** start DATASET ROWS **
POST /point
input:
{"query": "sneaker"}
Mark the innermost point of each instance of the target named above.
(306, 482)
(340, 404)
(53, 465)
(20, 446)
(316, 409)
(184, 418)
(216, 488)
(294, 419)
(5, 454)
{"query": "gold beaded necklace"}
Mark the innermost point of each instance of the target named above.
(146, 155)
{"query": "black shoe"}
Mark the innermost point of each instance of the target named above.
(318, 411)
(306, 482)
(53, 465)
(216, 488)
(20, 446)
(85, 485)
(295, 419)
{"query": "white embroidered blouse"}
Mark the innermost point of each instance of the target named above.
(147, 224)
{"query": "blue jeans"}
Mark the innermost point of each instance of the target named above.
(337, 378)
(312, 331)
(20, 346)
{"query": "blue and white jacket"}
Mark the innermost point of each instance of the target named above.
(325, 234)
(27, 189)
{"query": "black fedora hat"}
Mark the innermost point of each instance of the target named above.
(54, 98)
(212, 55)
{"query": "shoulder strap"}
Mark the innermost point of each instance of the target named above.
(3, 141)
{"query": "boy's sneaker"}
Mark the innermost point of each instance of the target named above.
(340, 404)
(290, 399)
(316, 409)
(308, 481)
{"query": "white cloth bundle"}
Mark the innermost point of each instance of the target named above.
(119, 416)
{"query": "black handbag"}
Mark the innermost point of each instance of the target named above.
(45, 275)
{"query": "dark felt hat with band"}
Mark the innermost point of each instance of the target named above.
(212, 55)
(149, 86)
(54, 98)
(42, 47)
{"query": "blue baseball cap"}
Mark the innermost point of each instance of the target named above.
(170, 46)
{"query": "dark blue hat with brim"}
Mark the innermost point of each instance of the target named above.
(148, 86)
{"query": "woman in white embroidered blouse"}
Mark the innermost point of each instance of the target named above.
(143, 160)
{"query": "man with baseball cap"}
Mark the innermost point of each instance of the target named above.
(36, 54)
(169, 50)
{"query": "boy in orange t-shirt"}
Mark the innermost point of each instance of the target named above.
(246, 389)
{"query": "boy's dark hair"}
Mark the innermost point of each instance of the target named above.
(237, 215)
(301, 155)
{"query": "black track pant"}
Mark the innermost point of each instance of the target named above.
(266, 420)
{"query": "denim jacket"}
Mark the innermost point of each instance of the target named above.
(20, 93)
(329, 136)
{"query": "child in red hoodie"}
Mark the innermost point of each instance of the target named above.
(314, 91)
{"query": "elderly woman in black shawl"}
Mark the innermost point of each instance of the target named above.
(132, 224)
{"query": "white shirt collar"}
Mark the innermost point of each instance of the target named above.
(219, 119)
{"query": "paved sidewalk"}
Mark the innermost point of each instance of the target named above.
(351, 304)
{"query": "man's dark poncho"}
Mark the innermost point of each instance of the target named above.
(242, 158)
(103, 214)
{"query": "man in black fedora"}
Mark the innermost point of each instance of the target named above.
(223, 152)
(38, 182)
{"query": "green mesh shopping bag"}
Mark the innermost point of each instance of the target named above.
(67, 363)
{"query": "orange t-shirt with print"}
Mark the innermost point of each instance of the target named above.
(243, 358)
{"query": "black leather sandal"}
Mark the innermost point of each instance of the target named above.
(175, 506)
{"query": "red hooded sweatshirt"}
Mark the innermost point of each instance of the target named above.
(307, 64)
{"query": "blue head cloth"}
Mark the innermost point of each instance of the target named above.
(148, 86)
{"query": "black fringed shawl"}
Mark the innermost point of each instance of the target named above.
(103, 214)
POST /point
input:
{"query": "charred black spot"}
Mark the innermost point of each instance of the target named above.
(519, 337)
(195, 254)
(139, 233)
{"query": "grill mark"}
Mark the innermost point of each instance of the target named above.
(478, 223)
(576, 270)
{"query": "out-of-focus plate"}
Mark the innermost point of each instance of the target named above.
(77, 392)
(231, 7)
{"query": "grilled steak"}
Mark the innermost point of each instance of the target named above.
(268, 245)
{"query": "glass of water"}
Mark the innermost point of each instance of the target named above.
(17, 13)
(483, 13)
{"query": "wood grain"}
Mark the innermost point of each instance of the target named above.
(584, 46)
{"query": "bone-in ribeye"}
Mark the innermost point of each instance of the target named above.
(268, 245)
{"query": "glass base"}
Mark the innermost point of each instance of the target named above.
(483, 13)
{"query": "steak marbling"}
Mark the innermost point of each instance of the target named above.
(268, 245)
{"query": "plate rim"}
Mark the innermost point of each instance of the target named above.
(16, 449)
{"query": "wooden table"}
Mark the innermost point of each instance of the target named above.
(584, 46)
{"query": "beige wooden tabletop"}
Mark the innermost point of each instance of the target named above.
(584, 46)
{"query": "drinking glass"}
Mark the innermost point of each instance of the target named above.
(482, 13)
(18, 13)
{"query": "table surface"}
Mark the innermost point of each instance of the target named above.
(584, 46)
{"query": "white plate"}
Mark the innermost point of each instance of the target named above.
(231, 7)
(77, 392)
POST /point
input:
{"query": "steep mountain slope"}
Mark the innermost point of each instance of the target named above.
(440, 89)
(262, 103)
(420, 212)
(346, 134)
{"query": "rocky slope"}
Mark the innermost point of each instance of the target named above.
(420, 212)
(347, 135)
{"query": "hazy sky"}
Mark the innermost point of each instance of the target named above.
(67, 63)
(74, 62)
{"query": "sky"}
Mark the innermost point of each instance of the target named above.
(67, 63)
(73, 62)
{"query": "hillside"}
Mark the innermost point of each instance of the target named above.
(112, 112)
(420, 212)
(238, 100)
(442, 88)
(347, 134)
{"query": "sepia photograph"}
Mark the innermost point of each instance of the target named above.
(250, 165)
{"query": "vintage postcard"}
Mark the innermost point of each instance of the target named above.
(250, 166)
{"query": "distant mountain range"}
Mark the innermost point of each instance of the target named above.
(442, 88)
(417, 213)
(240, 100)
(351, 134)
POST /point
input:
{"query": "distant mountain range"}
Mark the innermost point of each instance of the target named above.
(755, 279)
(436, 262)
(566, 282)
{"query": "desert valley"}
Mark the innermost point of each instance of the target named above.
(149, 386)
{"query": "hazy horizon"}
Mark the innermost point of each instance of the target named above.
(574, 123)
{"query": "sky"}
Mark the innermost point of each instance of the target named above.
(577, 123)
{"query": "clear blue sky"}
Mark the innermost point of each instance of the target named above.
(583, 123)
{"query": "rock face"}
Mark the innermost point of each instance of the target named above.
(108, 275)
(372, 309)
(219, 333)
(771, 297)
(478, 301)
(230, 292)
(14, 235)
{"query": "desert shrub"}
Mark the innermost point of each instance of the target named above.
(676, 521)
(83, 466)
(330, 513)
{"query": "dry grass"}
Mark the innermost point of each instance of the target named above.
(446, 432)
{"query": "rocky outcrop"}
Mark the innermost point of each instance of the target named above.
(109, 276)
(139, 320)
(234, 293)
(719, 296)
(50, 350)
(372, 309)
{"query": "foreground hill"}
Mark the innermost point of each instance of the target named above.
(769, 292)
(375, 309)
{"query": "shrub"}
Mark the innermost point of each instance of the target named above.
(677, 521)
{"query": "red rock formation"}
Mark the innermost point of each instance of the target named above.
** end DATASET ROWS **
* **WHAT YOU NEED TO DO**
Please set down all the data word for word.

* **OUTPUT OF THE EXERCISE**
POST /point
input:
{"query": "sneaker"}
Mark the innermost point of each instance of the target named above.
(306, 482)
(340, 404)
(53, 465)
(20, 446)
(316, 409)
(184, 418)
(216, 488)
(294, 419)
(5, 454)
{"query": "gold beaded necklace"}
Mark the innermost point of each instance of the target named above.
(146, 155)
{"query": "black shoe"}
Mark the innermost point of each instance of the target named above.
(318, 411)
(306, 482)
(53, 465)
(216, 488)
(20, 446)
(85, 485)
(295, 419)
{"query": "white embroidered blouse"}
Mark the innermost point of each instance of the target named above.
(147, 224)
{"query": "blue jeans"}
Mark the innermost point of each instance of the target named above.
(337, 378)
(312, 331)
(20, 346)
{"query": "blue and white jacket"}
Mark the innermost point of each instance of the target named above.
(325, 234)
(27, 189)
{"query": "black fedora hat"}
Mark the innermost point of each instance of the target named above.
(54, 98)
(212, 55)
{"query": "shoulder strap"}
Mark the innermost point of each instance of the target named above.
(3, 141)
{"query": "boy's sneaker"}
Mark the innermost point of each instance of the target named above.
(340, 404)
(290, 399)
(316, 409)
(308, 481)
{"query": "white cloth bundle"}
Mark the innermost point of each instance of the target named above.
(119, 416)
{"query": "black handbag"}
Mark the innermost point of each instance of the target named above.
(45, 275)
{"query": "dark felt hat with band"}
Mark the innermost point of each instance of the target named above.
(212, 55)
(149, 86)
(54, 98)
(42, 47)
{"query": "blue baseball cap"}
Mark the innermost point of each instance of the target named above.
(170, 46)
{"query": "dark blue hat with brim"}
Mark the innermost point of each instance of the target named above.
(148, 86)
{"query": "woman in white embroidered blouse"}
Mark the innermost point of each instance of the target named above.
(143, 160)
{"query": "man with baseball cap"}
Mark the innermost point of each instance of the target named above.
(36, 54)
(169, 50)
{"query": "boy in orange t-shirt"}
Mark the innermost point of each instance of the target named above.
(246, 389)
{"query": "boy's dark hair"}
Mark the innermost point of each instance of the target named above.
(237, 215)
(301, 155)
{"query": "black track pant"}
Mark the innermost point of each instance of the target named above.
(266, 420)
{"query": "denim jacket"}
Mark the innermost point of each instance of the target named above.
(20, 93)
(329, 136)
{"query": "child in red hoodie"}
Mark the innermost point of each instance of the target named above.
(314, 91)
{"query": "elderly woman in black shawl"}
Mark the innermost point of each instance of the target named above.
(132, 224)
{"query": "white shirt collar"}
Mark the innermost point of each instance of the target named above.
(219, 119)
{"query": "paved sidewalk"}
Mark the innermost point of each instance of the target named above.
(351, 304)
{"query": "man's dark poncho"}
Mark the innermost point of each instance of the target named above.
(242, 158)
(103, 214)
{"query": "man in black fedora"}
Mark the innermost point of each instance of the target named above.
(223, 152)
(38, 182)
{"query": "green mesh shopping bag"}
Mark the innermost point of each instance of the target named above.
(67, 363)
{"query": "orange t-shirt with print"}
Mark the innermost point of each instance of the target named above.
(243, 358)
{"query": "black leather sandal"}
Mark the innermost point of each instance of the target named above.
(175, 506)
{"query": "red hooded sweatshirt"}
Mark the innermost point of each instance of the target named above.
(307, 64)
{"query": "blue head cloth"}
Mark the innermost point of each instance of the target named above.
(148, 86)
{"query": "black fringed shawl"}
Mark the innermost point of each instance of the target named above.
(103, 214)
POST /point
input:
{"query": "charred black spot"}
Mark the innermost point of each instance of the target named above.
(519, 337)
(195, 254)
(139, 233)
{"query": "grill mark"}
Mark the innermost point of each instance of the target named above.
(478, 223)
(576, 270)
{"query": "out-of-focus plate"}
Mark the innermost point of each instance of the target named above.
(77, 392)
(231, 7)
{"query": "grilled steak"}
Mark the innermost point of each instance of the target named above.
(268, 245)
{"query": "glass of water"}
Mark the innermost point of each instance of the target named above.
(17, 13)
(483, 13)
{"query": "wood grain"}
Mark the innermost point of each instance of the target named above.
(584, 46)
{"query": "bone-in ribeye"}
Mark the innermost point of each instance of the target named above.
(268, 245)
{"query": "glass base"}
Mark the innermost point of each instance of the target named above.
(483, 13)
{"query": "steak marbling"}
Mark the innermost point of each instance of the target named above.
(268, 245)
{"query": "plate rim"}
Mark the innermost point of each instance of the target named above.
(16, 449)
{"query": "wooden table"}
Mark the innermost point of each instance of the target named above.
(584, 46)
{"query": "beige wooden tabletop"}
Mark the innermost point of each instance of the target named above.
(584, 46)
{"query": "drinking glass"}
Mark the innermost point of each instance of the target named above.
(482, 13)
(18, 13)
{"query": "table surface"}
Mark the innermost point of each instance of the target named above.
(584, 46)
{"query": "white plate"}
Mark the innermost point of each instance of the target named above.
(231, 7)
(77, 392)
POST /point
input:
{"query": "steep mountain slope"}
Mark the innermost point of each instance of the target named above.
(440, 89)
(262, 103)
(420, 212)
(346, 134)
{"query": "rocky slope"}
Mark the innermost point of each instance of the target named above.
(420, 212)
(347, 135)
{"query": "hazy sky"}
Mark the innermost point of each instance of the target named above.
(67, 63)
(74, 62)
{"query": "sky"}
Mark the innermost point of each instance of the target named above.
(67, 63)
(73, 62)
{"query": "hillside"}
Mark the innermost point of each instance of the target named above.
(112, 112)
(420, 212)
(238, 100)
(442, 88)
(347, 134)
{"query": "sepia photograph"}
Mark the innermost point of each instance of the target named above.
(250, 165)
{"query": "vintage postcard"}
Mark the innermost point of each instance of the target named above.
(250, 166)
{"query": "distant mountain range"}
Mark the innermost point of each instance of the target named above.
(442, 88)
(417, 213)
(240, 100)
(351, 134)
POST /point
input:
{"query": "distant mountain range"}
Mark the innermost point of each instance of the target named above.
(755, 279)
(436, 262)
(566, 282)
{"query": "desert valley"}
Mark the innermost point of each instance of the target named above.
(149, 386)
{"query": "hazy horizon"}
Mark the innermost point of each instance of the target named above.
(574, 123)
{"query": "sky"}
Mark the innermost point of each instance of the target named above.
(577, 123)
{"query": "clear blue sky"}
Mark the innermost point of each instance of the target named above.
(583, 123)
{"query": "rock face"}
Mark the innermost point of each instance of the target named above.
(108, 275)
(372, 309)
(219, 333)
(771, 297)
(478, 301)
(230, 292)
(14, 235)
{"query": "desert shrub"}
Mark the innermost point of each instance of the target named above.
(676, 521)
(83, 466)
(330, 513)
{"query": "dry grass"}
Mark the innermost point of each instance of the target named above.
(446, 432)
{"query": "rocky outcrop"}
Mark the innermost point of each instance of the target named above.
(109, 276)
(139, 320)
(234, 293)
(719, 296)
(50, 350)
(372, 309)
{"query": "foreground hill"}
Mark the innermost point of each instance of the target named above.
(769, 292)
(375, 309)
{"query": "shrub"}
Mark the innermost point of each instance of the target named above.
(677, 521)
{"query": "red rock formation"}
Mark the innermost point of each instance of the target named above.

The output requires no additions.